- EXTRACT
— Start —
Firefox 4, which first launched in beta in early July of this year, will still be released in beta milestones through the end of December. Because Beltzner doesn’t mention the beta releases continuing later than December, our best bet for Firefox 4 launch is sometime in January.
“As those who have been tracking our nightly builds know, great things are happening with Firefox 4,” began Beltzner optimistically, in a group post. “Completing this work is taking longer than initial estimates indicated as we track down regressions and sources of instability. As part of our commitment to beta users, we will not ship software before it is ready.”
In its ongoing struggle against the swelling tide of quality Web browsers, especially Google Chrome, Mozilla is focusing on repairing two major Firefox weaknesses: speed and appearance. As far as performance is concerned, no one can really argue that Firefox is one of the slowest. And speed is exactly where Chrome excels. Firefox 4 will try to keep pace with its Google counterpart, while also increasing stability and preventing crashes all too often associated with add-ons.
— End —
- INFORMATION PROVIDED
— Start —
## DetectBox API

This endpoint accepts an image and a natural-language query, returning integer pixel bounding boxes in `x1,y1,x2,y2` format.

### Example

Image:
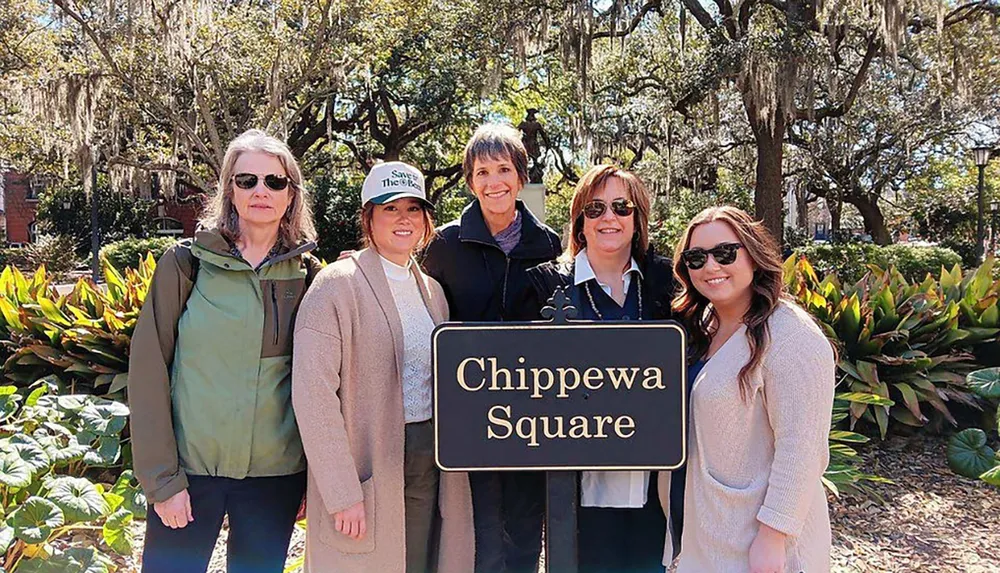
— End —
- STATED EXERCISE A
Reproduce the Firefox 4 article word for word, from "Firefox 4, which" up to and including "sometime in January.".
- STATED EXERCISE B
Answer these questions from the Firefox 4 article.
(i) When did Firefox 4 first launch in beta?
(ii) Which two Firefox weaknesses is Mozilla focusing on repairing?
(iii) What kind of crashes is Firefox 4 meant to prevent?
- STATED EXERCISE C
Write the next part of the Firefox 4 article, picking up after its final sentence.
The material isn't needed for this work.

- TASK ANSWER A
Firefox 4, which first launched in beta in early July of this year, will still be released in beta milestones through the end of December. Because Beltzner doesn’t mention the beta releases continuing later than December, our best bet for Firefox 4 launch is sometime in January.

- TASK ANSWER B
(i) In early July of this year.
(ii) Speed and appearance.
(iii) Crashes all too often associated with add-ons.

- TASK ANSWER C
The most obvious change in Firefox 4 to veteran Mozilla users will be the user interface. Taking another page out of the book of Chrome, Firefox 4 reconfigures the browser head completely, placing tabs atop the window with all other menu bars located beneath them. The transformation is desirable both for efficiency (the tab has become the central focus of the browser experience) and for aesthetic reasons (the development team “thinks its prettier looking”).
Of course, Firefox has always been about customizability and Mozilla says the user will remain in control with version 4.